=== Information supplied ===

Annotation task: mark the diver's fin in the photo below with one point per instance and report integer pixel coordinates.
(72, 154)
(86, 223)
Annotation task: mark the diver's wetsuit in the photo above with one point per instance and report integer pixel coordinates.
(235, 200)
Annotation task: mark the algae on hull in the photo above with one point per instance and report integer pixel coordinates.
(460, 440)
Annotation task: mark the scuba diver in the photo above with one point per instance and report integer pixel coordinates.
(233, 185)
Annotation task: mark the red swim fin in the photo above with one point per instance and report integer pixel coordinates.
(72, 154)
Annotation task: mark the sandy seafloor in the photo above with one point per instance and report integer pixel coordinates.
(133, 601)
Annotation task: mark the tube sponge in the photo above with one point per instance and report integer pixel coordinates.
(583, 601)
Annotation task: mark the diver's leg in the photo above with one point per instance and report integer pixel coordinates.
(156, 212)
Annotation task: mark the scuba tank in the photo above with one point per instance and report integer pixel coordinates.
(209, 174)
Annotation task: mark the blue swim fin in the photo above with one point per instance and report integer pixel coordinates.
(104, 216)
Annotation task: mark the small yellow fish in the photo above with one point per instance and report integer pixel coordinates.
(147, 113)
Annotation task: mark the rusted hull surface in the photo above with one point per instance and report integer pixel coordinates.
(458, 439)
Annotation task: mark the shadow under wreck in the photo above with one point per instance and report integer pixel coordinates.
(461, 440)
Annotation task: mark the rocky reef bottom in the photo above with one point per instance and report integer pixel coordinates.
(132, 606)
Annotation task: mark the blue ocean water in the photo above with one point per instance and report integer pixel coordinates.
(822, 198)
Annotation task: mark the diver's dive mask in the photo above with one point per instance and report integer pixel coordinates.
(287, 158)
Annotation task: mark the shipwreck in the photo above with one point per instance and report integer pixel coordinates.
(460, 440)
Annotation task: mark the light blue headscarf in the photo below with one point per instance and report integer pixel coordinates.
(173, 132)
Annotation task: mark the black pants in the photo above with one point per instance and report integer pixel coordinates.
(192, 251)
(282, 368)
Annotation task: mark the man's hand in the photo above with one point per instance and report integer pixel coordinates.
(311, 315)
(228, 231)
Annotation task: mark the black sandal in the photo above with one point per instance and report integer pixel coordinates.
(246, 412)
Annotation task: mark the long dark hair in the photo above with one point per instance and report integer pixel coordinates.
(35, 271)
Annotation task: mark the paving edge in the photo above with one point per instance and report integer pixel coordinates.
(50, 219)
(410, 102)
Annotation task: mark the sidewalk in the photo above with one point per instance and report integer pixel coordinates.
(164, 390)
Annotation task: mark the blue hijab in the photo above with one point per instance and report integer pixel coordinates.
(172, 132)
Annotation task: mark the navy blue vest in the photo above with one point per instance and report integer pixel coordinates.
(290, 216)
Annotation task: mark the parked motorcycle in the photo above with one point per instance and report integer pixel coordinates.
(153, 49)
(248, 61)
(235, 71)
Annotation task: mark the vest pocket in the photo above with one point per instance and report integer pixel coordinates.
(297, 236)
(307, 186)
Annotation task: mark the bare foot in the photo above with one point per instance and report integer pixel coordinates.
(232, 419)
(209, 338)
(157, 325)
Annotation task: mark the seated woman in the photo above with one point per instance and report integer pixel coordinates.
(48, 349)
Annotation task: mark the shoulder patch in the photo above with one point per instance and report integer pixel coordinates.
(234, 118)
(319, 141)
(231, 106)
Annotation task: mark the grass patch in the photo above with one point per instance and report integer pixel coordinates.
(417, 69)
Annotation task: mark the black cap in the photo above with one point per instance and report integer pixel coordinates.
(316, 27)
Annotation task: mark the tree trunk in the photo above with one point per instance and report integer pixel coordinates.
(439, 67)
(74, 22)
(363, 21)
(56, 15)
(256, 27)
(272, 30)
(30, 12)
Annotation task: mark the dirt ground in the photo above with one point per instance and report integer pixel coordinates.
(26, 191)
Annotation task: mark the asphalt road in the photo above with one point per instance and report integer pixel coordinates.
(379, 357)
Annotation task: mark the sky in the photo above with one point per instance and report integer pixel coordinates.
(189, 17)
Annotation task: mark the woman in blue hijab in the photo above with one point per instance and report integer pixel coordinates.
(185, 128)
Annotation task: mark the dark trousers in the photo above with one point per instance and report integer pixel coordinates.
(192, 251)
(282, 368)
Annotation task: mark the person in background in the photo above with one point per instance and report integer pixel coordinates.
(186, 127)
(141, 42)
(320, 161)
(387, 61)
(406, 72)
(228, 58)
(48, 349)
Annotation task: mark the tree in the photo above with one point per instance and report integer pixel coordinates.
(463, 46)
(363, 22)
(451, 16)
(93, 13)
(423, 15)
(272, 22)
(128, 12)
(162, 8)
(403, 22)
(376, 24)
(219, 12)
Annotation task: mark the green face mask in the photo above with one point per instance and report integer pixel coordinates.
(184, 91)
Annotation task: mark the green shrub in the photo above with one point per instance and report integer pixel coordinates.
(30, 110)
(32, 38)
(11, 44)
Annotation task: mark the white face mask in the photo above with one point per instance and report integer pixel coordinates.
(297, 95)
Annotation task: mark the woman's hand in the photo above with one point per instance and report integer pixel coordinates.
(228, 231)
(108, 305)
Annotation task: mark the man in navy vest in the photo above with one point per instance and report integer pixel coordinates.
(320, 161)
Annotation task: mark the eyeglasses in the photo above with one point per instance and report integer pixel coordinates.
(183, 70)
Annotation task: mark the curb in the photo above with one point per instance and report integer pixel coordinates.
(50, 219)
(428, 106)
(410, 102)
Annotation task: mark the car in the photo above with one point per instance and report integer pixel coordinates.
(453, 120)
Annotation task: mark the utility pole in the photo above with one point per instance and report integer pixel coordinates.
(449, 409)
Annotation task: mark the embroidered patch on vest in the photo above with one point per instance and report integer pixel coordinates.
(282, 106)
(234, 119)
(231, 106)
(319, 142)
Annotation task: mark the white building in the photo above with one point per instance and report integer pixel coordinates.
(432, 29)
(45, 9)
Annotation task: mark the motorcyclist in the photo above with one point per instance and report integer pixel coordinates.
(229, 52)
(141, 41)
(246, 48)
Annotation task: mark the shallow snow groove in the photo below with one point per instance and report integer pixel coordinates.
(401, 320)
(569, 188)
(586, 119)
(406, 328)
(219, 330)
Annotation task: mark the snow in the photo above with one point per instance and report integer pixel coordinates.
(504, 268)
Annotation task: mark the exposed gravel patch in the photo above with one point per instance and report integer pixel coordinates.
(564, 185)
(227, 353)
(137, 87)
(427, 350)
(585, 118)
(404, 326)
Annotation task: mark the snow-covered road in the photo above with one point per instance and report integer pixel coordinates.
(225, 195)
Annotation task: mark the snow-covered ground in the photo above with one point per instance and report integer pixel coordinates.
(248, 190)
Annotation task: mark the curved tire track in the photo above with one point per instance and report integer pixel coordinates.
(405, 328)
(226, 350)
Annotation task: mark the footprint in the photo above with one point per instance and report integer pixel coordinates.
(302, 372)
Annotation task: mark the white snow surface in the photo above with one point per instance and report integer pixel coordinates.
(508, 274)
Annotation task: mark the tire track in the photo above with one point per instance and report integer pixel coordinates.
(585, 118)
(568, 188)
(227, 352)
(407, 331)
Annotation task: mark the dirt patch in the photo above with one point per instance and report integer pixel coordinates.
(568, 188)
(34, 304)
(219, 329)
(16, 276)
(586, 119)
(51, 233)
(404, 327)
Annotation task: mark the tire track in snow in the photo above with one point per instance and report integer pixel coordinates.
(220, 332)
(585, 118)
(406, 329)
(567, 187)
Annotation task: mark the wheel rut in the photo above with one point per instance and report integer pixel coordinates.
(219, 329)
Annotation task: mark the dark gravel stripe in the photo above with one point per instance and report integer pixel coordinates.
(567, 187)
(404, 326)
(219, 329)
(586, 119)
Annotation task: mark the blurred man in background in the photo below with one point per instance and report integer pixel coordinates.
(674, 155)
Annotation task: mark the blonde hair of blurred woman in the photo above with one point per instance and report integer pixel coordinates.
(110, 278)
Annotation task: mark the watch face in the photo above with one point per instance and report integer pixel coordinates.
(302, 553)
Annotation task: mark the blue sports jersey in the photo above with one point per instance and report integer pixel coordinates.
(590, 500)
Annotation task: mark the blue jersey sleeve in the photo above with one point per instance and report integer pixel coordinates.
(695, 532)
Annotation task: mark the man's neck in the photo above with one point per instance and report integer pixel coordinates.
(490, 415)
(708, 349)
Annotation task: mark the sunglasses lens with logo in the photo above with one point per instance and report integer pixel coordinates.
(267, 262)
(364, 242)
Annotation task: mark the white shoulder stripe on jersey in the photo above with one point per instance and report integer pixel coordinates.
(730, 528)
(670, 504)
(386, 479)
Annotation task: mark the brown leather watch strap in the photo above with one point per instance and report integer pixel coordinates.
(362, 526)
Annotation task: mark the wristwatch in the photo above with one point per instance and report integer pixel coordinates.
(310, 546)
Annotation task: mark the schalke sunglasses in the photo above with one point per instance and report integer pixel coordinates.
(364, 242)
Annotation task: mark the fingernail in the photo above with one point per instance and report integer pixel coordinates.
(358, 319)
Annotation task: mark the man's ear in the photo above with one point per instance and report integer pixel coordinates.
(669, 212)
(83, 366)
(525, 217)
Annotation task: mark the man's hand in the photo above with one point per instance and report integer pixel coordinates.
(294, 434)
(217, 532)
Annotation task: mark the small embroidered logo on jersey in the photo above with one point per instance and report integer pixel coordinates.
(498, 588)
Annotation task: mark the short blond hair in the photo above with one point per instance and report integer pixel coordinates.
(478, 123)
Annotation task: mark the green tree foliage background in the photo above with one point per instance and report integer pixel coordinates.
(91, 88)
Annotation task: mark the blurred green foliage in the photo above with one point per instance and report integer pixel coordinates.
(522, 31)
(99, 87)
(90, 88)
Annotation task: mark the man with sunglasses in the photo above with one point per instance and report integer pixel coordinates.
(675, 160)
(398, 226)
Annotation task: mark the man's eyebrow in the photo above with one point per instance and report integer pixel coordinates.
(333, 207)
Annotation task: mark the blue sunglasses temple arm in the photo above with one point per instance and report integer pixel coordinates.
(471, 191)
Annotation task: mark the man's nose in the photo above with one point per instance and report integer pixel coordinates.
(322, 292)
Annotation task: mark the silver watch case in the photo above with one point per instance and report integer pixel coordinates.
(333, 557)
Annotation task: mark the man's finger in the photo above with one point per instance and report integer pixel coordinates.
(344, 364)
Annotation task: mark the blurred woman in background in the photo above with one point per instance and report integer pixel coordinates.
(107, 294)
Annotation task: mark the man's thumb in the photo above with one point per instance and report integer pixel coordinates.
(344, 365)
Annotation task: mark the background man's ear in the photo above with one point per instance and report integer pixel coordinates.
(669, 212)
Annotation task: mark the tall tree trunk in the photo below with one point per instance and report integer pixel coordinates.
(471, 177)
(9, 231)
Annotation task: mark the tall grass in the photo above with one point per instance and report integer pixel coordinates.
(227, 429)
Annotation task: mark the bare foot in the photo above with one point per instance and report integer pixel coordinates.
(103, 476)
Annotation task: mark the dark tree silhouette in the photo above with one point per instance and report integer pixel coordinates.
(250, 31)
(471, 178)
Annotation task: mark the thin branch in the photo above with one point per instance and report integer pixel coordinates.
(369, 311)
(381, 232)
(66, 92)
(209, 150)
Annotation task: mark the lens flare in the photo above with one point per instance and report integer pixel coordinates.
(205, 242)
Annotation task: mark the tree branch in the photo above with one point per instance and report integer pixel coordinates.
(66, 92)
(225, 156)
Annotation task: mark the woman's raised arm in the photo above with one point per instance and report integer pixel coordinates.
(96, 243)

===

● What you should do
Copy out exactly the lines from the line with "Annotation task: mark the tall grass" to the end of the listing, including both of those lines, and give nothing else.

● Output of the exercise
Annotation task: mark the tall grass in the photo above with one point per instance and report integer pixel coordinates.
(227, 429)
Annotation task: mark the bare foot in the photo above with one point per instance and report integer pixel coordinates.
(103, 476)
Annotation task: mark the dark tree silhouette in the photo above with one point per instance and report integer pixel coordinates.
(250, 31)
(471, 178)
Annotation task: mark the thin branch in the photo above with one point per instance and report integer pixel coordinates.
(369, 311)
(381, 232)
(66, 92)
(209, 150)
Annotation task: mark the lens flare in the photo above with one point per instance and report integer pixel coordinates.
(205, 242)
Annotation task: mark the tree branch in the photo above with one point per instance and report integer pixel coordinates.
(66, 92)
(225, 156)
Annotation task: mark the woman's raised arm in the photo above with one point per instance and report integer pixel coordinates.
(96, 243)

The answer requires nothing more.